→ WORK REQUEST: Only the lines holding the string "flip" are needed; copy each of them from the data.

→ DATASET RECORDS:
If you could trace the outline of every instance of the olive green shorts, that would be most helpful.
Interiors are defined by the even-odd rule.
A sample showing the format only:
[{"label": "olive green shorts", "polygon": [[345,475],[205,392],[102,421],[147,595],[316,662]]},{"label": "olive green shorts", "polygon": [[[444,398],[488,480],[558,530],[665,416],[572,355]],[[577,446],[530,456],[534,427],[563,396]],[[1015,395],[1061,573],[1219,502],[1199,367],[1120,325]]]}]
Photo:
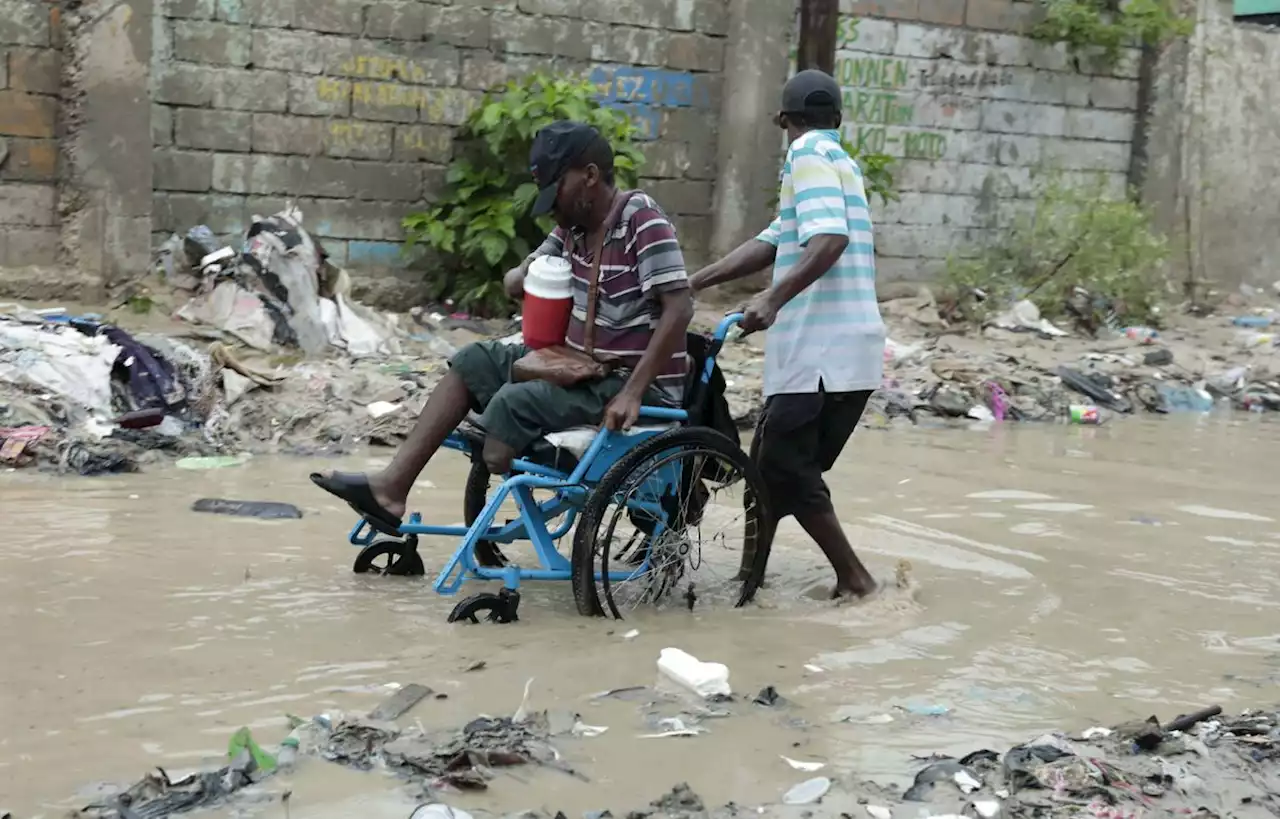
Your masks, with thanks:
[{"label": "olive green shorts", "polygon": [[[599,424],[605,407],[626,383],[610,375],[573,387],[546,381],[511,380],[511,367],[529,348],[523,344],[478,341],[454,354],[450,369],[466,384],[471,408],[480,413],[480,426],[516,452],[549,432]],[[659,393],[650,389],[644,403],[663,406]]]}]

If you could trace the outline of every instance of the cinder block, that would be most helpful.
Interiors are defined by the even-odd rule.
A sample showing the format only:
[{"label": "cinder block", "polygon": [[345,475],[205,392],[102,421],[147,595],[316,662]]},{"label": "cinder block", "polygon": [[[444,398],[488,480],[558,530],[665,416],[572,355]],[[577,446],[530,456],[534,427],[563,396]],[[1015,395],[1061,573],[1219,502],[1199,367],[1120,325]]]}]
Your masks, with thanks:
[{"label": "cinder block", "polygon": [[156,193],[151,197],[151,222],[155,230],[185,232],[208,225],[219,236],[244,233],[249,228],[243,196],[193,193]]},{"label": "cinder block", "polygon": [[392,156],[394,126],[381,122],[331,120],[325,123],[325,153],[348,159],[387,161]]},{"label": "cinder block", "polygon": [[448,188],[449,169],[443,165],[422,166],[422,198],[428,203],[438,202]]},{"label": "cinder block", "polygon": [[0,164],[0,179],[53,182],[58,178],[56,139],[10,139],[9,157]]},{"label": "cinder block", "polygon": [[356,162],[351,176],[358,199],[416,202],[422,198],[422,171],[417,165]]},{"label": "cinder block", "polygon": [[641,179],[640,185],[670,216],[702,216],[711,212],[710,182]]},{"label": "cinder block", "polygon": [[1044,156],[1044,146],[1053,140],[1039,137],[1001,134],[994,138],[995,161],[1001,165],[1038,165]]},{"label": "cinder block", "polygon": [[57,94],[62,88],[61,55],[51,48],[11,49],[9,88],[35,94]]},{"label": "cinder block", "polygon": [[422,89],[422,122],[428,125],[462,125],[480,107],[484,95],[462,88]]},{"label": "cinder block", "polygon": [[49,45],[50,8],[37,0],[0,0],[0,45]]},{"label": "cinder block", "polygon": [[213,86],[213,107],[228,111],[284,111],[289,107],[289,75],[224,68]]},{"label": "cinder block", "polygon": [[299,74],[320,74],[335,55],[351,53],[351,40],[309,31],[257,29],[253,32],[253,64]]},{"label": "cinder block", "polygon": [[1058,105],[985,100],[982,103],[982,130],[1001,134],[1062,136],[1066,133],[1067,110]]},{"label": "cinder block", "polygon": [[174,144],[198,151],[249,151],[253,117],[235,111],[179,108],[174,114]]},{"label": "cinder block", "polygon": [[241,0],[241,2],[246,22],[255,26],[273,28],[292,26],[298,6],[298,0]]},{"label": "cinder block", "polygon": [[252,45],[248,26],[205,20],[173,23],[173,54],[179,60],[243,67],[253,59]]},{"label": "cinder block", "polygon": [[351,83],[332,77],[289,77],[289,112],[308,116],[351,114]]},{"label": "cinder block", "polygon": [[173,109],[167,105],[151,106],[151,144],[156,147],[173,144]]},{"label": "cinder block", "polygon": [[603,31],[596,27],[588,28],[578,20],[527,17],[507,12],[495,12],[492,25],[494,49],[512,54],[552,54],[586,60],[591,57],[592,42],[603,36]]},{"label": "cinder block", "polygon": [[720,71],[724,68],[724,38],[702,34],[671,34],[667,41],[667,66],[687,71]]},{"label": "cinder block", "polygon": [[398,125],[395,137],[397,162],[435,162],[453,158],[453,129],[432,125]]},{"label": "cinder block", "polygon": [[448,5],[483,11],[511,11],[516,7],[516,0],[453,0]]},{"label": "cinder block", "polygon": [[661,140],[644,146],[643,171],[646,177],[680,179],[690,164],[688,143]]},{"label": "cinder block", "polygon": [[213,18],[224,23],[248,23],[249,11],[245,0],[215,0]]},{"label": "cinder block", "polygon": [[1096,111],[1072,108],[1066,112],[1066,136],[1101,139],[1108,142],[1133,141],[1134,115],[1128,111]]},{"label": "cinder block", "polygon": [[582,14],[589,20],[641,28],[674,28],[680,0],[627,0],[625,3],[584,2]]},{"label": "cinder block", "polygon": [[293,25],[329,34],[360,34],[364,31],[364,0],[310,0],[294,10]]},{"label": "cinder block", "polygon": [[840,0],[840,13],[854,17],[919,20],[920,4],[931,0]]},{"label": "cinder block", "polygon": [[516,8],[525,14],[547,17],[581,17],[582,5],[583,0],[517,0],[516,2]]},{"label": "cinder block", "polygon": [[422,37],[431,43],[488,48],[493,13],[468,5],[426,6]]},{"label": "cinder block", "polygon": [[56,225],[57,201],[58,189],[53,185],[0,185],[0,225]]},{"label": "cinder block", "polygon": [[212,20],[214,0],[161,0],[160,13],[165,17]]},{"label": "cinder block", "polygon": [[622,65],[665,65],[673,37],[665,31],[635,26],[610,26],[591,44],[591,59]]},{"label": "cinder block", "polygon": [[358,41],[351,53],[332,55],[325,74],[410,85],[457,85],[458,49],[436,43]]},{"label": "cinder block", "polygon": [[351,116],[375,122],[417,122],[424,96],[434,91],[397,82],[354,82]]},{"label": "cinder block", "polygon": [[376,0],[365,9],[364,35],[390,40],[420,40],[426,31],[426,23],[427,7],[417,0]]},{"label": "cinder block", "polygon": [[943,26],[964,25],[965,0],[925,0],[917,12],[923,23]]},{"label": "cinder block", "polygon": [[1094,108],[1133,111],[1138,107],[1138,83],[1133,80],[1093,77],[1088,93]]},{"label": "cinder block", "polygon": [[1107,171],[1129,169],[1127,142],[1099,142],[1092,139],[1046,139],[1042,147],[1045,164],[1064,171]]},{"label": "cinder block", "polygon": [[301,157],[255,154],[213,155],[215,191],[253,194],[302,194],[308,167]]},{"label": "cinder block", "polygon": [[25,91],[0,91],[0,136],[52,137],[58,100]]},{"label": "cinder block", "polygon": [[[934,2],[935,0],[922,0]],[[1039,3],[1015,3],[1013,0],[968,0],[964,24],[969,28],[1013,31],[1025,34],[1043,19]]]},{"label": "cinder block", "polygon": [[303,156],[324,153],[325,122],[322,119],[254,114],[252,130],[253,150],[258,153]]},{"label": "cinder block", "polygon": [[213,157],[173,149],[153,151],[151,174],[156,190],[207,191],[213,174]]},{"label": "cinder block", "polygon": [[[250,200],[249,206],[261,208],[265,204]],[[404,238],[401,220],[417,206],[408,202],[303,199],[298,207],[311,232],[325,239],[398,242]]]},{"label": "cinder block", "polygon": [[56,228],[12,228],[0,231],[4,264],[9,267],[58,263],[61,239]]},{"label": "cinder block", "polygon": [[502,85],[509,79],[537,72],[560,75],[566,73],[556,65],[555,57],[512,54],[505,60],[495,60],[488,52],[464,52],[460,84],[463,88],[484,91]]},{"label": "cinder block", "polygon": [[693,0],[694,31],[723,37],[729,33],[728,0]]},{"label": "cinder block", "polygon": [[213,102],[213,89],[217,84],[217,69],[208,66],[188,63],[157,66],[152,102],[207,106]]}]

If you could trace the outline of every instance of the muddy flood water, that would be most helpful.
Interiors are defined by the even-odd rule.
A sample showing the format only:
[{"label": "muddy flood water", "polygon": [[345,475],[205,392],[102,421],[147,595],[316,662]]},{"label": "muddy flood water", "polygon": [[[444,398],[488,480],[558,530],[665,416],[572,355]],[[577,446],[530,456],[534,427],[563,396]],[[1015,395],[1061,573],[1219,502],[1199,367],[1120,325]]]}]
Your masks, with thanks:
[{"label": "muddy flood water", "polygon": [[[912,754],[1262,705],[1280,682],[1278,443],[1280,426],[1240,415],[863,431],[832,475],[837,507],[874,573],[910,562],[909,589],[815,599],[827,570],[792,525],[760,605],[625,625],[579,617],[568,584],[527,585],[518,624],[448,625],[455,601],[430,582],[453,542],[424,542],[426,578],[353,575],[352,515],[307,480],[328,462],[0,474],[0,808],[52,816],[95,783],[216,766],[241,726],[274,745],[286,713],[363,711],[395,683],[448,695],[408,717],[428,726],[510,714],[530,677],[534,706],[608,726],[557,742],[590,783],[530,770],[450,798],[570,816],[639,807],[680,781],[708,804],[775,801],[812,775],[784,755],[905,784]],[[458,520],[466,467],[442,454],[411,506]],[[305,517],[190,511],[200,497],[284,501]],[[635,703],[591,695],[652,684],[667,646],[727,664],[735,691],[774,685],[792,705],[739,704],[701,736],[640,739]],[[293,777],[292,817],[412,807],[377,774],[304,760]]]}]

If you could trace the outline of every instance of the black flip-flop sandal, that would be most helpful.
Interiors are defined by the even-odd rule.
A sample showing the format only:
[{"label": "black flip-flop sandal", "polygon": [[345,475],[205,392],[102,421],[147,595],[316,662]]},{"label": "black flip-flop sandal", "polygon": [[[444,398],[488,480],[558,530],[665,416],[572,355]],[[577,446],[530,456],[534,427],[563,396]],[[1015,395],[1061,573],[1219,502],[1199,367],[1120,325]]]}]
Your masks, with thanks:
---
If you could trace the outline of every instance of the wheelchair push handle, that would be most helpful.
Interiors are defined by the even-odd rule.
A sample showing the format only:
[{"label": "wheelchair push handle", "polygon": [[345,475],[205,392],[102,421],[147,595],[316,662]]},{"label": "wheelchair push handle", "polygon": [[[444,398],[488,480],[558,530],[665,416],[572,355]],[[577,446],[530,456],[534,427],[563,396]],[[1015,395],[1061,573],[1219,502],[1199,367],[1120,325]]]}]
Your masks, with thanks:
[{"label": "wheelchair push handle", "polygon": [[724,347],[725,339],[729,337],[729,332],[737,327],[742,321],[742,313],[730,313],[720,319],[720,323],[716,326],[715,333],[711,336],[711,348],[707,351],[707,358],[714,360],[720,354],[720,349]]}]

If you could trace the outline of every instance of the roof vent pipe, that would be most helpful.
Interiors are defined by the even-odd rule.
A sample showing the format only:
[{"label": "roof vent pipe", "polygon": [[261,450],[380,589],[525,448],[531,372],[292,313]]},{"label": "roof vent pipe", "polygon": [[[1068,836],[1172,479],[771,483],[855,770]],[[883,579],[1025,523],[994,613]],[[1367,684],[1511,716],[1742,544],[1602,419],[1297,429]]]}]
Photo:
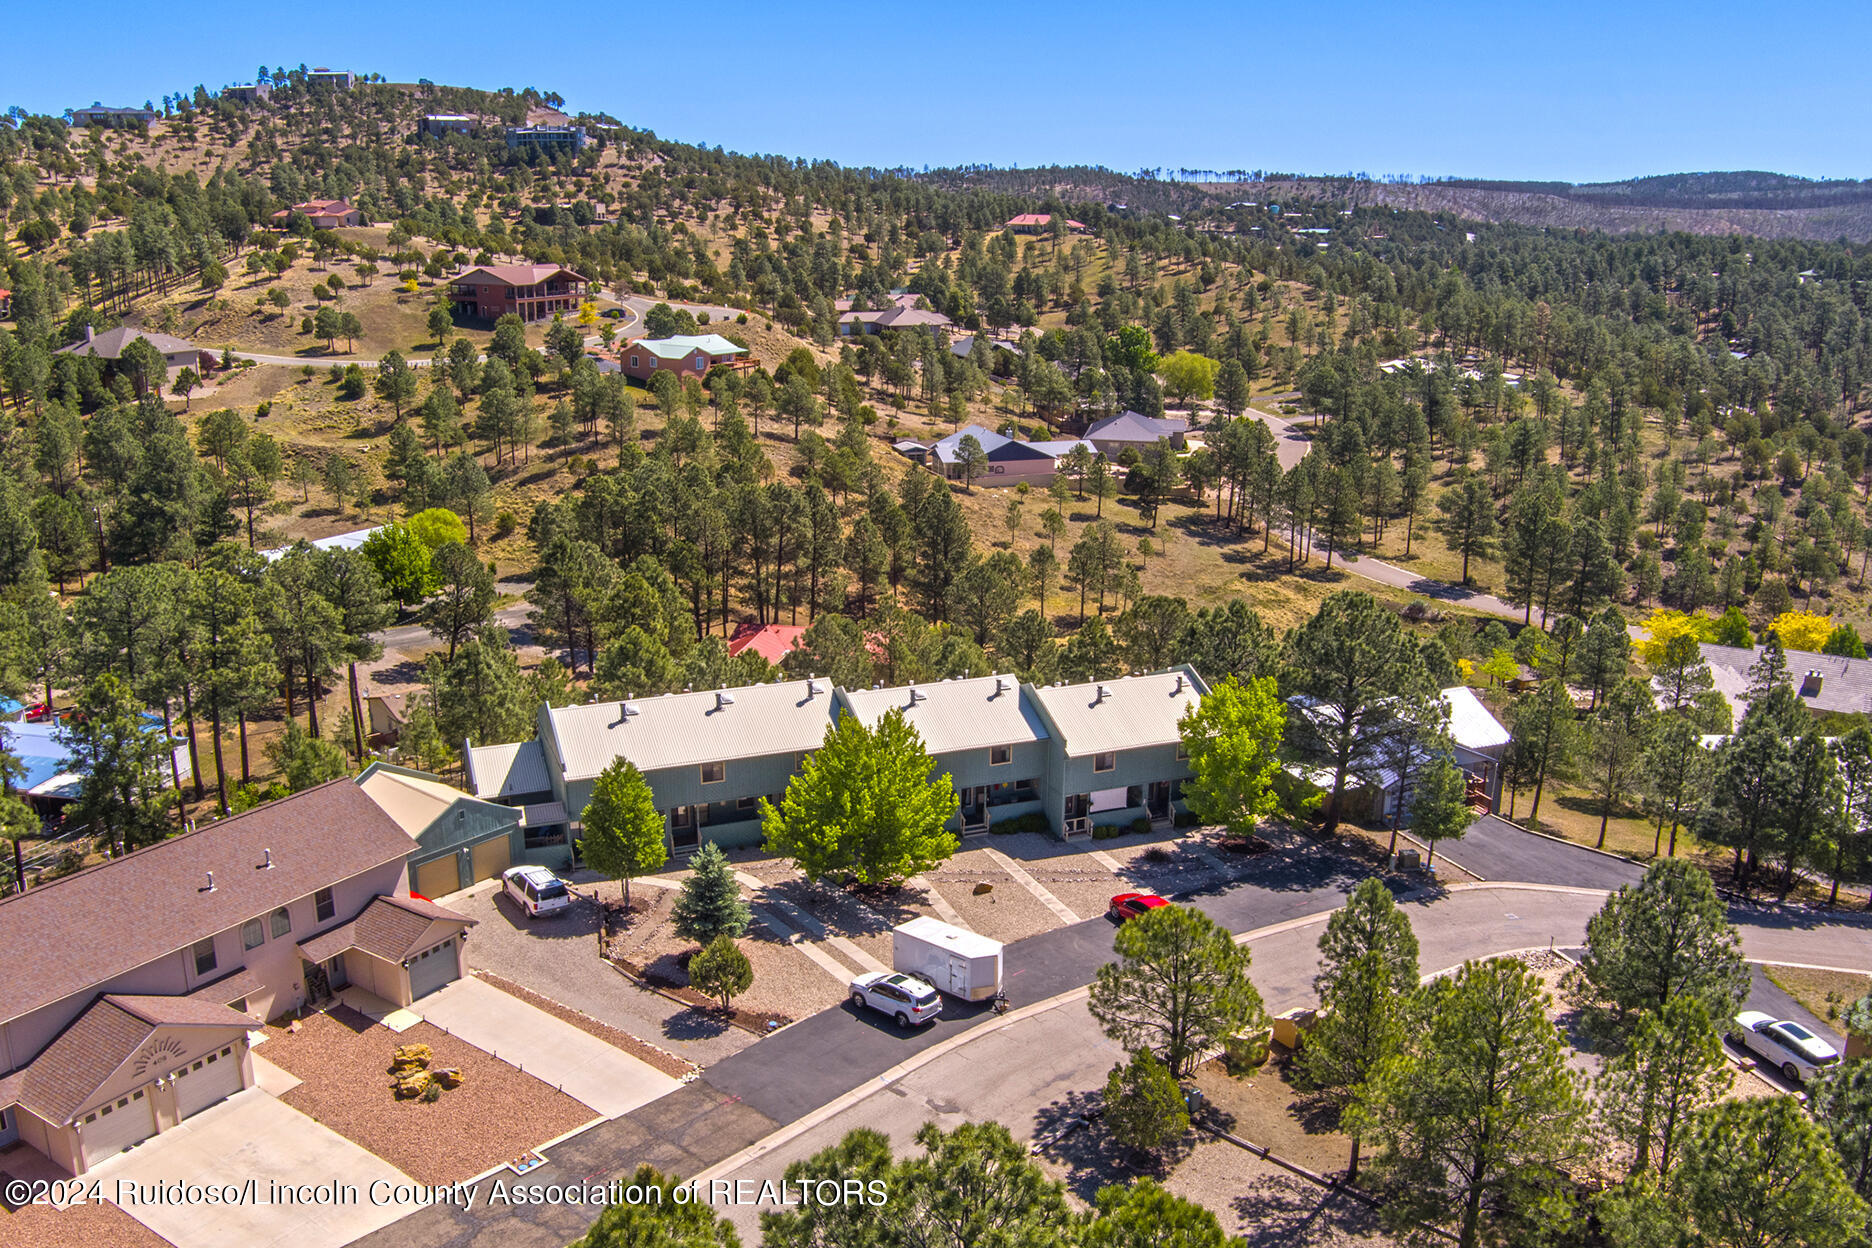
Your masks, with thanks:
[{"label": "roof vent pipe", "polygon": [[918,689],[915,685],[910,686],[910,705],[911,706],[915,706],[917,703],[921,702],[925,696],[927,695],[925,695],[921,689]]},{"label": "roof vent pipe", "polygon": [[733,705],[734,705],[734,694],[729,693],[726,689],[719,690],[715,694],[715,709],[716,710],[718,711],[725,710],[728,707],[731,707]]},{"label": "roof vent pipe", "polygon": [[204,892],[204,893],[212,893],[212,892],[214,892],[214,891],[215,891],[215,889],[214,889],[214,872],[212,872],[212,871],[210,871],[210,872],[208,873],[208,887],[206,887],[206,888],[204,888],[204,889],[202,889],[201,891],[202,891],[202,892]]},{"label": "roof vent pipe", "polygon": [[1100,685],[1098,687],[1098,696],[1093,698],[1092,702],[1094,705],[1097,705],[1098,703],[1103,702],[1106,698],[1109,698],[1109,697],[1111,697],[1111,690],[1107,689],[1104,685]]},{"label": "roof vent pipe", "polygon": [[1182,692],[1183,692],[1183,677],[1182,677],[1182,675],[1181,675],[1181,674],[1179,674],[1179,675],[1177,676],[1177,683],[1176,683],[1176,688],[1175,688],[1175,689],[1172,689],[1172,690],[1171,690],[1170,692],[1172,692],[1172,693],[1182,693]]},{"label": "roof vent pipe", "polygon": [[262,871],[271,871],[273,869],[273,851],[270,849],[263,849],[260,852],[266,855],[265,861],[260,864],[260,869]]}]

→ FINISHED TASK:
If you could trace the outline of every instance of the black flip-flop sandal, that would be most helpful.
[{"label": "black flip-flop sandal", "polygon": [[345,475],[205,392],[102,421],[147,595],[316,662]]},{"label": "black flip-flop sandal", "polygon": [[[444,398],[488,480],[558,530],[665,416],[572,355]],[[577,446],[530,456],[534,427],[563,396]],[[1015,395],[1061,573],[1219,502],[1199,367],[1120,325]]]}]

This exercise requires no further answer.